Your goal: Leaving out every line that comes before the one containing "fan appears in the image.", output the rest of the records exactly, the final line included.

Material for the task:
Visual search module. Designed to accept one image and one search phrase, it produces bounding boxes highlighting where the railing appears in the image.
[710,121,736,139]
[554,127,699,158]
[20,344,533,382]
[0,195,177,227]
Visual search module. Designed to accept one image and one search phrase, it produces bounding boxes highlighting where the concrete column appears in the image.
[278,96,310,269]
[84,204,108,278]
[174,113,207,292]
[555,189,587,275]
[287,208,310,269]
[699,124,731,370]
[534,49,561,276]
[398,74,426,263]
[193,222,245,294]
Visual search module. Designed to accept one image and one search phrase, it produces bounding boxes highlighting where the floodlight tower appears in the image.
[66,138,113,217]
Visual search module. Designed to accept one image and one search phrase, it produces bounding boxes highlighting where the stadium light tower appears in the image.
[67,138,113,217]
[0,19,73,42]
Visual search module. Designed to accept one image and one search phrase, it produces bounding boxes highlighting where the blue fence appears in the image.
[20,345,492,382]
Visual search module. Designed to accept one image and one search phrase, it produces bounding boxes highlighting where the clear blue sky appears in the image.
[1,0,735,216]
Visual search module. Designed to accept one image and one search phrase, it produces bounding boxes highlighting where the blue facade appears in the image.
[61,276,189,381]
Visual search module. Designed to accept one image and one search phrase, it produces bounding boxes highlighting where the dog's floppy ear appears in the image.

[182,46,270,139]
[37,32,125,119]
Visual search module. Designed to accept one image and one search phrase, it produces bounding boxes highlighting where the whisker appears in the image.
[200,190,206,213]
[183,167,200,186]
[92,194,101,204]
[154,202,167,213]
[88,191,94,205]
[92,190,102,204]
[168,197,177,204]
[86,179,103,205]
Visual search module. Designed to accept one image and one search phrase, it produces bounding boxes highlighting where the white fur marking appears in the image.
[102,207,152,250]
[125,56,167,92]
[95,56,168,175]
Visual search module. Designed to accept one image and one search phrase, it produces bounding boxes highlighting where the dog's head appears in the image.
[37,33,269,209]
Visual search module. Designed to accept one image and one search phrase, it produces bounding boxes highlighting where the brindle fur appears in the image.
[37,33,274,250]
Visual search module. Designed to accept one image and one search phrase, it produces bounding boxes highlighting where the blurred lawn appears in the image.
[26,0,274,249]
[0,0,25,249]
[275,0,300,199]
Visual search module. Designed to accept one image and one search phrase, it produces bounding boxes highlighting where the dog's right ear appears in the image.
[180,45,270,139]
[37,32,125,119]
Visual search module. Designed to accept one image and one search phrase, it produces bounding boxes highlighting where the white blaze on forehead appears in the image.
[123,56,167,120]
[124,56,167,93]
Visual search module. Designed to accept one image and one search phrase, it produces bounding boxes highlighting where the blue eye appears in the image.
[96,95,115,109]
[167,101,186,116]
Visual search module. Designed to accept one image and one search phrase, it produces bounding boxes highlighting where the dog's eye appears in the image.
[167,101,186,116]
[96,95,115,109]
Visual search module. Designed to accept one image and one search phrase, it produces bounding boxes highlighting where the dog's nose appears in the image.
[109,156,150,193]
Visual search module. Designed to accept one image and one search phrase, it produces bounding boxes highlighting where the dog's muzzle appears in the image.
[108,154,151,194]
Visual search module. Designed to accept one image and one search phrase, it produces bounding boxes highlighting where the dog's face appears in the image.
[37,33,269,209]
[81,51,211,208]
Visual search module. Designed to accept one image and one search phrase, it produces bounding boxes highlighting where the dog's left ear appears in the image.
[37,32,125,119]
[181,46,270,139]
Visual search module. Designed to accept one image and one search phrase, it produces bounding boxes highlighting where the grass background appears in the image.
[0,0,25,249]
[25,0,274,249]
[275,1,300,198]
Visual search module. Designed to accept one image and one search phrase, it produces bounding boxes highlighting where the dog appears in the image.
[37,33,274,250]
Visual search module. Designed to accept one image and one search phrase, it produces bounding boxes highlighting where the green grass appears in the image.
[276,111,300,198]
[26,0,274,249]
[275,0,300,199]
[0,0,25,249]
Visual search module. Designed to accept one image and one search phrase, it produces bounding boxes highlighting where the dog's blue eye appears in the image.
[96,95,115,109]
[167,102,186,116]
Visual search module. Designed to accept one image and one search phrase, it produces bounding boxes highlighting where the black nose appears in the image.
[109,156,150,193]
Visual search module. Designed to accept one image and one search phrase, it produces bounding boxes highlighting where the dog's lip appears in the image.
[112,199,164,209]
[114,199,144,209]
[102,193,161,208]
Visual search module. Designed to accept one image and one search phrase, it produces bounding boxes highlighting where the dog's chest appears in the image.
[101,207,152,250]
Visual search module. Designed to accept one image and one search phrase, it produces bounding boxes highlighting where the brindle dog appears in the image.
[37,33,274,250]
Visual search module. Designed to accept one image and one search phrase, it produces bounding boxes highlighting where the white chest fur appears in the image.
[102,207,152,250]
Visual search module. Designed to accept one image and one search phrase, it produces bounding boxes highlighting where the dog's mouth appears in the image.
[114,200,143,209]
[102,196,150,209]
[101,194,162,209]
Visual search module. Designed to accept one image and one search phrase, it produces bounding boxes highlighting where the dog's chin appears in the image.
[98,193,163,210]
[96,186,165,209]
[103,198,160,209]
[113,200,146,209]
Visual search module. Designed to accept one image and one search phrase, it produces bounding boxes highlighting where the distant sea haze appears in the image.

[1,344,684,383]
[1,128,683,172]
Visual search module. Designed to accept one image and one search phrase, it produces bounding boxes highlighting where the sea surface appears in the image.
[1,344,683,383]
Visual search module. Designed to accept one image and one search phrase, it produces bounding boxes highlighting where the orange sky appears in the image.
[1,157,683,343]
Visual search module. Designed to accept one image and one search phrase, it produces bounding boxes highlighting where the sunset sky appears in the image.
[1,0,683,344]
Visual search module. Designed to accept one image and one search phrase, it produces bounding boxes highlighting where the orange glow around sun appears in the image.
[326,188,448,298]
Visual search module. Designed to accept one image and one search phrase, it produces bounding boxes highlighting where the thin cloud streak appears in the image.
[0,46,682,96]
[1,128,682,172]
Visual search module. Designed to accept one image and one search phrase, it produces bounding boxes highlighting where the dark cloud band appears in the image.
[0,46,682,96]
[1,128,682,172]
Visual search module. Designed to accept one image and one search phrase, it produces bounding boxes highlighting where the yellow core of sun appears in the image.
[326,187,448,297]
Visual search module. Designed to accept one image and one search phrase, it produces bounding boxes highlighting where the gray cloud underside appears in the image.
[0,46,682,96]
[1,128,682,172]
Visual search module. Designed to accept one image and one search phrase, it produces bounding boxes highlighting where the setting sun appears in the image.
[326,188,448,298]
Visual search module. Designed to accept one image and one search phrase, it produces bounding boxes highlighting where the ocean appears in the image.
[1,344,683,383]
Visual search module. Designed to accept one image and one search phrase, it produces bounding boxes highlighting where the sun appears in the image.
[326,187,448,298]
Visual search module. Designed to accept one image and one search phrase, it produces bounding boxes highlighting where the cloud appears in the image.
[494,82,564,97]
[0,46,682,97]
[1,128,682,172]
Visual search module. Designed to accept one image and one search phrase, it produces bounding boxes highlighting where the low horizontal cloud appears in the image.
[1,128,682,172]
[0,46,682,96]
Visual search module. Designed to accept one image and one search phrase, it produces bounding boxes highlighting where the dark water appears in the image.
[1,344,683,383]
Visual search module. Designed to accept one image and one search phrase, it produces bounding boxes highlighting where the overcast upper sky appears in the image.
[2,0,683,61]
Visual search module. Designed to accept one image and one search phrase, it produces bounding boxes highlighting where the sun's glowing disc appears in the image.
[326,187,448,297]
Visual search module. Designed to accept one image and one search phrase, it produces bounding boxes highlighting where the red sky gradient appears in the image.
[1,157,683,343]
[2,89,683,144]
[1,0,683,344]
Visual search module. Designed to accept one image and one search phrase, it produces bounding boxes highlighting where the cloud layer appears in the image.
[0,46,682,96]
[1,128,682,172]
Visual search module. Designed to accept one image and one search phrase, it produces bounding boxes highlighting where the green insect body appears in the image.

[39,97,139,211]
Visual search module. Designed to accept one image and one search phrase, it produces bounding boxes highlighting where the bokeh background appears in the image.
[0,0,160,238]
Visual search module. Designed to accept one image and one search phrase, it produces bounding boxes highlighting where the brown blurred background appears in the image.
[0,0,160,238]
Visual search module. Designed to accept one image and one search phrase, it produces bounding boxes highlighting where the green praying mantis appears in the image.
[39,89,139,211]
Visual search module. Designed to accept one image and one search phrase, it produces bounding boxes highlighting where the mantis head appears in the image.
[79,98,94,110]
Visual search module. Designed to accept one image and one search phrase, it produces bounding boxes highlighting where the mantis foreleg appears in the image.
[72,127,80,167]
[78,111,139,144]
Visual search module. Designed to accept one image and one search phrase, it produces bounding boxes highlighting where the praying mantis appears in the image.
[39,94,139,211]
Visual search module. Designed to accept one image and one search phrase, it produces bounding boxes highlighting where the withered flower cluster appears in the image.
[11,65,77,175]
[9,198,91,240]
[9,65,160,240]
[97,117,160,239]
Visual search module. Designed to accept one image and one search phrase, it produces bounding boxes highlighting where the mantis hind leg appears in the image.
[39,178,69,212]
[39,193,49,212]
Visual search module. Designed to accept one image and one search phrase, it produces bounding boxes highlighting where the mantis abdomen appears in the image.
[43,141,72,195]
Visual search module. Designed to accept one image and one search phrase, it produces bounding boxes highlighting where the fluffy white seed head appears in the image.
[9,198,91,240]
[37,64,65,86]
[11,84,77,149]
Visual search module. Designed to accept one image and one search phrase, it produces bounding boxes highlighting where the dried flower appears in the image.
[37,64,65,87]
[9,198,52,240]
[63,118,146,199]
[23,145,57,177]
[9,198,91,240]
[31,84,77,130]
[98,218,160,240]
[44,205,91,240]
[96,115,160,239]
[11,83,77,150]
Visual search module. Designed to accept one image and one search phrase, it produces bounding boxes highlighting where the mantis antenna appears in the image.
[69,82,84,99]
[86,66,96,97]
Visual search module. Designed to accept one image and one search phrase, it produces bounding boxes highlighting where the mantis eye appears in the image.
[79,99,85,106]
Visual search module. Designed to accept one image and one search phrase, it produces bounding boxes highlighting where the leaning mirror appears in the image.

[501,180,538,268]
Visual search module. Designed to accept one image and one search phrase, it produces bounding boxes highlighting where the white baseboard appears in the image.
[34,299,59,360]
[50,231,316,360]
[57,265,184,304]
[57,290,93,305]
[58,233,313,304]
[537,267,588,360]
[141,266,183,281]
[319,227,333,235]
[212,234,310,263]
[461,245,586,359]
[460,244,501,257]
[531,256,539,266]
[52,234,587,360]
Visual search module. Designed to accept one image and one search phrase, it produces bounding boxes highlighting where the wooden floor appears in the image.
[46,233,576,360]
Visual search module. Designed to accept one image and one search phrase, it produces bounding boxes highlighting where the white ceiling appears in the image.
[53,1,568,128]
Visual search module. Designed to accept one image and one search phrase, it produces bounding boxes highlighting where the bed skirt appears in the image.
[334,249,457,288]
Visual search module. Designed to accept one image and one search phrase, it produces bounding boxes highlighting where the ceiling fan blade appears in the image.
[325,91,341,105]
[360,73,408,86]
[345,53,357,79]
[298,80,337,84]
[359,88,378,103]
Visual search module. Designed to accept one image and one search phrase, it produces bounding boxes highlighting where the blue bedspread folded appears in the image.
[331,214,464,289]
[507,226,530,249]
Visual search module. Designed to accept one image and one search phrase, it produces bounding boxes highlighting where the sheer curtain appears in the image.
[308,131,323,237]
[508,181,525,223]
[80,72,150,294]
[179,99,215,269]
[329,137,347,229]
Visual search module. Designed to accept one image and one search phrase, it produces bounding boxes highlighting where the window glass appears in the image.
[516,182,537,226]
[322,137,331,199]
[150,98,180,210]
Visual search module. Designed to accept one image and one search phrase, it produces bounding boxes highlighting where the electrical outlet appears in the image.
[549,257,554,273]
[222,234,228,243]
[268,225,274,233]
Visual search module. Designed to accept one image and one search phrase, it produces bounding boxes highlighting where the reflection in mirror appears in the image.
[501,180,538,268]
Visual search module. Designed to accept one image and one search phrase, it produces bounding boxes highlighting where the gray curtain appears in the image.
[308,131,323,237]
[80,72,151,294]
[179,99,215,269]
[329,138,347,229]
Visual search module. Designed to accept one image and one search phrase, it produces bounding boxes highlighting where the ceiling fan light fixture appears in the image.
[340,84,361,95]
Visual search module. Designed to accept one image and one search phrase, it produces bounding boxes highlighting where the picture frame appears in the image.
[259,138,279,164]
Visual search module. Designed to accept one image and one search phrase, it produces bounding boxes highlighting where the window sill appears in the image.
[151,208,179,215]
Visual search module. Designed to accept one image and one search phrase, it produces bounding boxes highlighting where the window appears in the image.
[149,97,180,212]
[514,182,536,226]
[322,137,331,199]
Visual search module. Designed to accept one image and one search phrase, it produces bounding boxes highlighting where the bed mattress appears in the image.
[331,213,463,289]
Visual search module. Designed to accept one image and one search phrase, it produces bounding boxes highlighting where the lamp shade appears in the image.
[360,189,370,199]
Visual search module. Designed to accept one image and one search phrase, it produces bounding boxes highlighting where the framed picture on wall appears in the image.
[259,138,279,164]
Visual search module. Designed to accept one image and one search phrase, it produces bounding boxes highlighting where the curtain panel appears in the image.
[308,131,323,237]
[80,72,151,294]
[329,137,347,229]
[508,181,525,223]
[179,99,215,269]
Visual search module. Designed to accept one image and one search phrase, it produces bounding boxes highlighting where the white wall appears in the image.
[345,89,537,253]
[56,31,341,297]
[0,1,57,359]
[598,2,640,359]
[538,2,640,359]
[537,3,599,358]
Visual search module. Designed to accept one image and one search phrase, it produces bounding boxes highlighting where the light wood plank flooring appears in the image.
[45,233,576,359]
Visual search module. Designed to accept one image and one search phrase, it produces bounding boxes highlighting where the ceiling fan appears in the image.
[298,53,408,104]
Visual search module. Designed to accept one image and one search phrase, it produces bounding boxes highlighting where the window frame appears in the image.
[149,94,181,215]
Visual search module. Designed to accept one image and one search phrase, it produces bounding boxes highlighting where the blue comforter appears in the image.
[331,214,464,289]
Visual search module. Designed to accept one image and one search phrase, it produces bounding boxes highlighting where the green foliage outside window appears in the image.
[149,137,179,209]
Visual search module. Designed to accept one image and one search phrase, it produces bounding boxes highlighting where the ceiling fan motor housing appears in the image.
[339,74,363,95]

Reply:
Visual search module. Designed to accept one image and one search phrase, it produces bounding boxes highlighting where the ceiling fan appears in the image.
[298,53,408,104]
Visual search module. Designed to accept one image and one search phrase, it produces bounding boxes highlighting where the window frame appears in the image.
[149,94,181,215]
Visual search module. Designed to accept one image and one search phrase, it produces bounding boxes highlighting where the blue comforter appears in the image.
[331,214,464,289]
Visual search module. Designed to accept one image and one search phrase, it produces bounding boxes highlighting where the green foliage outside window appears in the image.
[149,137,179,209]
Visual search module. Designed to accept one image and one search phrase, it produces bounding boxes highlighting where the ceiling fan motor housing appears in the image.
[339,74,363,95]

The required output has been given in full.